Teks bacaan:
● ● ● ● ●

Mungkin tidak lama lagi, akan terdengar, akan terpampang
tulisan yang dibaca “Merry Christmas”,
atau yang artinya Selamat Hari Natal. Dan biasanya, momen ini disandingkan
dengan ucapan Selamat Tahun Baru.
Sebagian orang menganggap ucapan semacam itu
tidaklah bermasalah, apalagi yang yang berpendapat demikian adalah mereka
orang-orang kafir. Namun hal ini menjadi masalah yang besar, ketika seorang
muslim mengucapakan ucapan selamat terhadap perayaan orang-orang kafir.
Dan ada juga sebagian di antara kaum muslimin,
berpendapat nyeleneh sebagaimana pendapatnya orang-orang kafir. Dengan alasan
toleransi dalam beragama!?
Toleransi beragama bukanlah seperti kesabaran yang
tidak ada batasnya. Namun toleransi beragama dijunjung tinggi oleh syari’at,
asal di dalamnya tidak terdapat penyelisihan syari’at. Bentuk toleransi bisa
juga bentuknya adalah membiarkan saja mereka berhari raya tanpa turut serta
dalam acara mereka, termasuk tidak perlu ada ucapan selamat.
BACA JUGA : PEMIKIRAN NYLENEH VS METODE UMAR BIN KHATHAB
Islam mengajarkan kemuliaan dan akhlak-akhlak
terpuji. Tidak hanya perlakuan baik terhadap sesama muslim, namun juga kepada
orang kafir. Bahkan seorang muslim dianjurkan berbuat baik kepada orang-orang
kafir, selama orang-orang kafir tidak memerangi kaum muslimin.

● ● ● ● ●

(Catatan dari sebuah dataset)
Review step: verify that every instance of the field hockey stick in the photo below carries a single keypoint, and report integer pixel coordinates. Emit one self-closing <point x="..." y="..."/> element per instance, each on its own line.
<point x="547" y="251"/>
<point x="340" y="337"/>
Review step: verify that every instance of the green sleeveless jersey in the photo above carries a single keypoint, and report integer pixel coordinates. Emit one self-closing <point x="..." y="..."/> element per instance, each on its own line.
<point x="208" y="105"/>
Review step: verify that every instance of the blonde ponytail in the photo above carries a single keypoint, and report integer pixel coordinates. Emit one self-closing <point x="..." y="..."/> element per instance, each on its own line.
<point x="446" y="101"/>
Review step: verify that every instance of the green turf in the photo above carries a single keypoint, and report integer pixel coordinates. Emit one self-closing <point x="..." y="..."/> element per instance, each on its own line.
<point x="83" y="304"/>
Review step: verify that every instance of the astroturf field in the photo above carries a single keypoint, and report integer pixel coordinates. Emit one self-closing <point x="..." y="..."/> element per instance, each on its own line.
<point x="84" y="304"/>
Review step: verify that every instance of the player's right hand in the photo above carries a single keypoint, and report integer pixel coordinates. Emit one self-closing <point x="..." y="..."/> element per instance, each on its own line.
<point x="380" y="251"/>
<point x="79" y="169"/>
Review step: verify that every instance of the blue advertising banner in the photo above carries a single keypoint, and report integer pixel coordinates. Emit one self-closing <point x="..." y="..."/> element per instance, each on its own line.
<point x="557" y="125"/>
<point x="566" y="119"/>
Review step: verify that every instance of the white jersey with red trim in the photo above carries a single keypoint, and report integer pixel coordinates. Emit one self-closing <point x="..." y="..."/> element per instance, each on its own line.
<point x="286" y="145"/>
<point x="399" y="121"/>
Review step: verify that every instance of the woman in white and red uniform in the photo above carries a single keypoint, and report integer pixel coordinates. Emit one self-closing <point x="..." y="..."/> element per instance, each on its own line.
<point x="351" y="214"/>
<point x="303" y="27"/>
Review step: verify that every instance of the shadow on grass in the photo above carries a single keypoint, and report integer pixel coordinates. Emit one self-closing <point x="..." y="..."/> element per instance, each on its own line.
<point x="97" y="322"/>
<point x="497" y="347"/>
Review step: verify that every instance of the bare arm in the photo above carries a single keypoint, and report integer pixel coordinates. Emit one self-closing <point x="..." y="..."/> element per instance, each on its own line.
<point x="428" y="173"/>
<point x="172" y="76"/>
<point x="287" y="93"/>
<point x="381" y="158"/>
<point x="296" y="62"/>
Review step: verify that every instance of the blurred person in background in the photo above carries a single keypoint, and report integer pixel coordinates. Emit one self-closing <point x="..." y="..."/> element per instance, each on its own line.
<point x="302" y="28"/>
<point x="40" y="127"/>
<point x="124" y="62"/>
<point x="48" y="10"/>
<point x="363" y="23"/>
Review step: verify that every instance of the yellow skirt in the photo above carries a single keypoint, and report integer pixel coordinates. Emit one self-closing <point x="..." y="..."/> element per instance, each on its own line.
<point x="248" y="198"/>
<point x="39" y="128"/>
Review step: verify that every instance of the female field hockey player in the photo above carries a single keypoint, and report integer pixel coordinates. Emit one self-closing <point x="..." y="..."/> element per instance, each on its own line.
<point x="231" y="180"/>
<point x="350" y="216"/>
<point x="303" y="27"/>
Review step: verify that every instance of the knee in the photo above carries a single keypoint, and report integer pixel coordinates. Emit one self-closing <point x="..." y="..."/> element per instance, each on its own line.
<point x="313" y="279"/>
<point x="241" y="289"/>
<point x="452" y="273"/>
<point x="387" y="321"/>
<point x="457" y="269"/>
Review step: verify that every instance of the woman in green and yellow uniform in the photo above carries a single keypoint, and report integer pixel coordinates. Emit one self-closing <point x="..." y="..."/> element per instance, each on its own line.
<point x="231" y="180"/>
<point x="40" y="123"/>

● ● ● ● ●

Isi tugas:
Apakah setiap pernyataan berikut sesuai dengan teks bacaan? Jawab ya atau tidak, lalu kutip persis kata-kata dari teks bacaan yang menentukan jawaban.
1. Toleransi beragama tidak memiliki batas.
2. Seorang muslim dianjurkan berbuat baik kepada orang-orang kafir selama mereka tidak memerangi kaum muslimin.
3. Ucapan Selamat Hari Natal biasanya disandingkan dengan ucapan Selamat Tahun Baru.
Gunakan teks bacaan saja sebagai sumber.

Hasil tugas:
1. Tidak. “Toleransi beragama bukanlah seperti kesabaran yang tidak ada batasnya.”
2. Ya. “Bahkan seorang muslim dianjurkan berbuat baik kepada orang-orang kafir, selama orang-orang kafir tidak memerangi kaum muslimin.”
3. Ya. “Dan biasanya, momen ini disandingkan dengan ucapan Selamat Tahun Baru.”